Region pointing data:
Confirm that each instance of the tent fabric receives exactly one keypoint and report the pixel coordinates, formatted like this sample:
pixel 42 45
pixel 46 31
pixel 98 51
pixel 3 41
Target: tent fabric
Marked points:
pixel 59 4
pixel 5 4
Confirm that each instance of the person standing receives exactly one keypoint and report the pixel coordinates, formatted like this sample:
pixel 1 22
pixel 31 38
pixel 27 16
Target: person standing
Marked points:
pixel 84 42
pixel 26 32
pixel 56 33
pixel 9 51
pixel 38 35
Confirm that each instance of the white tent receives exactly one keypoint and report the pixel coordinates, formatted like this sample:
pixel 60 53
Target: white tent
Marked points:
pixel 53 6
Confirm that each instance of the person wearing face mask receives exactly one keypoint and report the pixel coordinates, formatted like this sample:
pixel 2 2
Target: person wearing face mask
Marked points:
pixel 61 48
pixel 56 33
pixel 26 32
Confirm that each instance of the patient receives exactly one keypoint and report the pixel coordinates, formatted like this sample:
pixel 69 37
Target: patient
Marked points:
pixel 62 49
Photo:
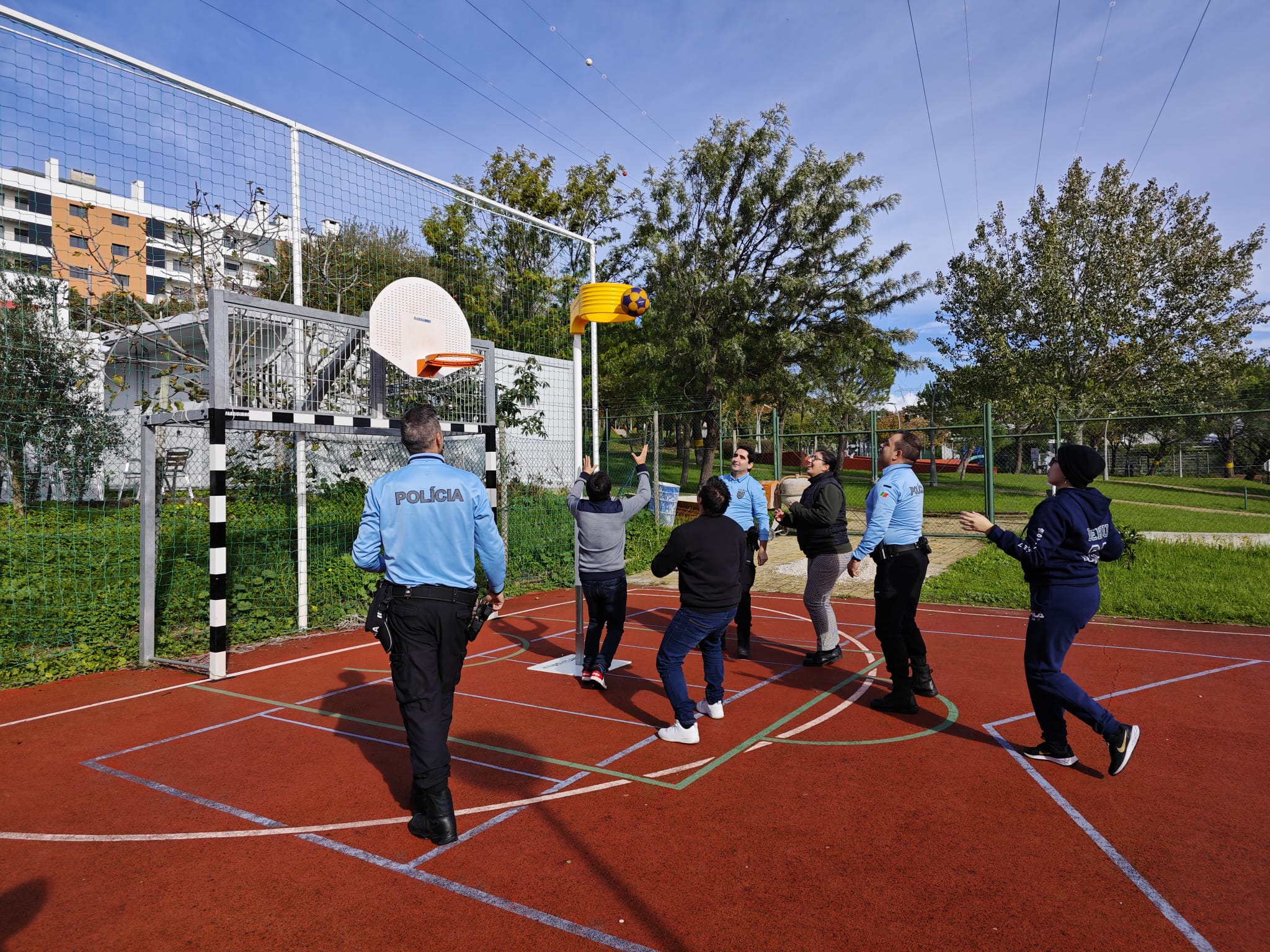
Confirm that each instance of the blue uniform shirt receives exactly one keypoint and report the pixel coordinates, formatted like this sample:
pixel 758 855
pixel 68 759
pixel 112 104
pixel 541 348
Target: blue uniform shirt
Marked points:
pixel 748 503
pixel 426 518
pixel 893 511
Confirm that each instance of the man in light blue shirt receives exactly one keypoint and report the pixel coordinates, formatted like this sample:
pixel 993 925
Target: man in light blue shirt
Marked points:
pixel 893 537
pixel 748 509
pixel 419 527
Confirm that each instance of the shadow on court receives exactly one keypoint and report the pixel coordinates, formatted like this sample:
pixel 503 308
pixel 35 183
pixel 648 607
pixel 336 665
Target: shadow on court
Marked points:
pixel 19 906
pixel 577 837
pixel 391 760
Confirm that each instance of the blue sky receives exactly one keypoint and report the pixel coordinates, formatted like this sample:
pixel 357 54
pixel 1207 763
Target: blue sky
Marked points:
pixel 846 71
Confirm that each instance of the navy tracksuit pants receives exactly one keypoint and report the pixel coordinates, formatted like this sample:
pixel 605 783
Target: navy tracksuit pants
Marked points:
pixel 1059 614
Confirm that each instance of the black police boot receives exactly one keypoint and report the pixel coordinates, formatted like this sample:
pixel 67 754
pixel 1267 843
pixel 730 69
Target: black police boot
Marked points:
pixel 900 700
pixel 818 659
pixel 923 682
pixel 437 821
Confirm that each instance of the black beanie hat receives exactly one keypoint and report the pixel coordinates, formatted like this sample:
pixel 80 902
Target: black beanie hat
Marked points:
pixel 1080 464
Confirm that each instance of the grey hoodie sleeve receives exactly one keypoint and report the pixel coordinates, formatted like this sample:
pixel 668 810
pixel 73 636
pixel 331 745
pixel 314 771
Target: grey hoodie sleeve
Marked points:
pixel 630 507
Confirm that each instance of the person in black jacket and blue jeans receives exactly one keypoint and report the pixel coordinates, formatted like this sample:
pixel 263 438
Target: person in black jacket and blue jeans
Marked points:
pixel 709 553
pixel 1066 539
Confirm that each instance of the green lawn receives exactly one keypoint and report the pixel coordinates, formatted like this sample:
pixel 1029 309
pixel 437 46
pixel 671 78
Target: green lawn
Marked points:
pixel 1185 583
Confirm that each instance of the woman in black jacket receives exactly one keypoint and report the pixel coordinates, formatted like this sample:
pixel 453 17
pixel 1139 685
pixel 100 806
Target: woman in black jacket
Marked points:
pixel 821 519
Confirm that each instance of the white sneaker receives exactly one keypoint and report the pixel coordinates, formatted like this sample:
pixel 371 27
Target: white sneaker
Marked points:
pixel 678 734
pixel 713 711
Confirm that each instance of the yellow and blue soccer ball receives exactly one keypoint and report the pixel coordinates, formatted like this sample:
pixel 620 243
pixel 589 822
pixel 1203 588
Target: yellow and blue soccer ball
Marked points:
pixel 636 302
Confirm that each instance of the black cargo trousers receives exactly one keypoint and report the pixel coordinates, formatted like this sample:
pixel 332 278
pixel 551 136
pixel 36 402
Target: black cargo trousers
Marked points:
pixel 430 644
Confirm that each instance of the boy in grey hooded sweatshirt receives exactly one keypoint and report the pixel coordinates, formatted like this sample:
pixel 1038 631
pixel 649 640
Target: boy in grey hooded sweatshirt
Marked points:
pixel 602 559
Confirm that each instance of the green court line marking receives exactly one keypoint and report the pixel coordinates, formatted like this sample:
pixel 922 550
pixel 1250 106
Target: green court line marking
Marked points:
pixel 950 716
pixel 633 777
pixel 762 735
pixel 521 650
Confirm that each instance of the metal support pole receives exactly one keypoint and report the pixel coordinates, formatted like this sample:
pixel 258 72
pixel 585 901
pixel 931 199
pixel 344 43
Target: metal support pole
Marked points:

...

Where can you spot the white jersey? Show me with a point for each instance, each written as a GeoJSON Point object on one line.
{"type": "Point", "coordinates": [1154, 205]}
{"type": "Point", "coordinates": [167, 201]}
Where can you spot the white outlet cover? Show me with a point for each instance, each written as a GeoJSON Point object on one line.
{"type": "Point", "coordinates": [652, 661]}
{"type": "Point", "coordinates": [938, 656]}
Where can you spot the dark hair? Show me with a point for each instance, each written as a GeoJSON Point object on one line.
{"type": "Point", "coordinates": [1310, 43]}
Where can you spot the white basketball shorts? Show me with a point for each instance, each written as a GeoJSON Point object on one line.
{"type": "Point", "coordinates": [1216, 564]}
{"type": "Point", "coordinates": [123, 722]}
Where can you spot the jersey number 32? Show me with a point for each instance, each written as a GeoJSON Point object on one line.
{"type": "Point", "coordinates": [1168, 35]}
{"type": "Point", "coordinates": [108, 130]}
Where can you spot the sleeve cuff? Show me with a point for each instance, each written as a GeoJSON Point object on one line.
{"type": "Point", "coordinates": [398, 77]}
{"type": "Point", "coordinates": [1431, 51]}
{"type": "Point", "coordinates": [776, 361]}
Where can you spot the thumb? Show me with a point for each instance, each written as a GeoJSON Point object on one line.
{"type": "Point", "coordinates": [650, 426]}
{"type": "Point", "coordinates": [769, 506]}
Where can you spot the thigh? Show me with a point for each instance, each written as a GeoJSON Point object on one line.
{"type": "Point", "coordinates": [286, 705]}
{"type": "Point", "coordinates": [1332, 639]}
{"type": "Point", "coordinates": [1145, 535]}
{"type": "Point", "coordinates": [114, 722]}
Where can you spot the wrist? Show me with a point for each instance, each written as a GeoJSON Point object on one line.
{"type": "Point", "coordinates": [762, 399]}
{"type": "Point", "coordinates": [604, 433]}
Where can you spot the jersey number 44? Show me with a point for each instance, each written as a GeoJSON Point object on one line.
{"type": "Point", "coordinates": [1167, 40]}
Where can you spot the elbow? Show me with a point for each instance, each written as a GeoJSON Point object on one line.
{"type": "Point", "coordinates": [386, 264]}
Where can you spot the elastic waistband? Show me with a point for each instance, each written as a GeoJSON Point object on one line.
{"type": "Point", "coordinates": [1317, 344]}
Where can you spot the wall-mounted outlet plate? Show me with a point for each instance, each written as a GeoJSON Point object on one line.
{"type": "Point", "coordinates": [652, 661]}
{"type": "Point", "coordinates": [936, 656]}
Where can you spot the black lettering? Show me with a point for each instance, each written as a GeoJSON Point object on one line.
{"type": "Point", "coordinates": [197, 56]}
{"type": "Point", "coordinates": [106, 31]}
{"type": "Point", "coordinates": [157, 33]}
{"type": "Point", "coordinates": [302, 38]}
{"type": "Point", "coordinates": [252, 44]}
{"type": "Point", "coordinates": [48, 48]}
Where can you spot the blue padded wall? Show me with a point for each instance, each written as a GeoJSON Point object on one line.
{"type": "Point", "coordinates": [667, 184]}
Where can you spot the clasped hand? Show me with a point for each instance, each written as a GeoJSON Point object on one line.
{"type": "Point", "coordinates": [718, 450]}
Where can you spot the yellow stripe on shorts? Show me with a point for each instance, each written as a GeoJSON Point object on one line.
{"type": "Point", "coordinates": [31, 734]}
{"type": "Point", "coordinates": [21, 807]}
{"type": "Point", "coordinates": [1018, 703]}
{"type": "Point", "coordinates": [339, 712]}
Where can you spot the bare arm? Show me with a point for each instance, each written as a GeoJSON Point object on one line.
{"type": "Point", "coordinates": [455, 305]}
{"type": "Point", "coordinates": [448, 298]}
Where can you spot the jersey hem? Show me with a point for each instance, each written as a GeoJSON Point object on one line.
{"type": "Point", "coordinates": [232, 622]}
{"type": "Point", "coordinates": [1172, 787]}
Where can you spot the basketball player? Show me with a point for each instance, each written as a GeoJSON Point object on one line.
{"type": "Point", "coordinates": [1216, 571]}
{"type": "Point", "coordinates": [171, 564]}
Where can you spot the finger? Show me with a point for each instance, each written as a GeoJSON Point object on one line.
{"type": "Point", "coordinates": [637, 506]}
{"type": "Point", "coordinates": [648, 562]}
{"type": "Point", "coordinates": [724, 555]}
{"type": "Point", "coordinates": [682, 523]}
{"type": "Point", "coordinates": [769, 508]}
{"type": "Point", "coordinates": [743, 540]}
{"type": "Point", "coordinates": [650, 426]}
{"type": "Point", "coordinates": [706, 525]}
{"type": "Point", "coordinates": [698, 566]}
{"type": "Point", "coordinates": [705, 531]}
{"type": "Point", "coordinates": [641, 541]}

#### What you will do
Copy out all lines above holding "hooded".

#### Output below
Confirm that each instance of the boy in grey hooded sweatshirt receives exactly one keypoint and report the pixel coordinates, formatted like this sample:
Target: boy in grey hooded sweatshirt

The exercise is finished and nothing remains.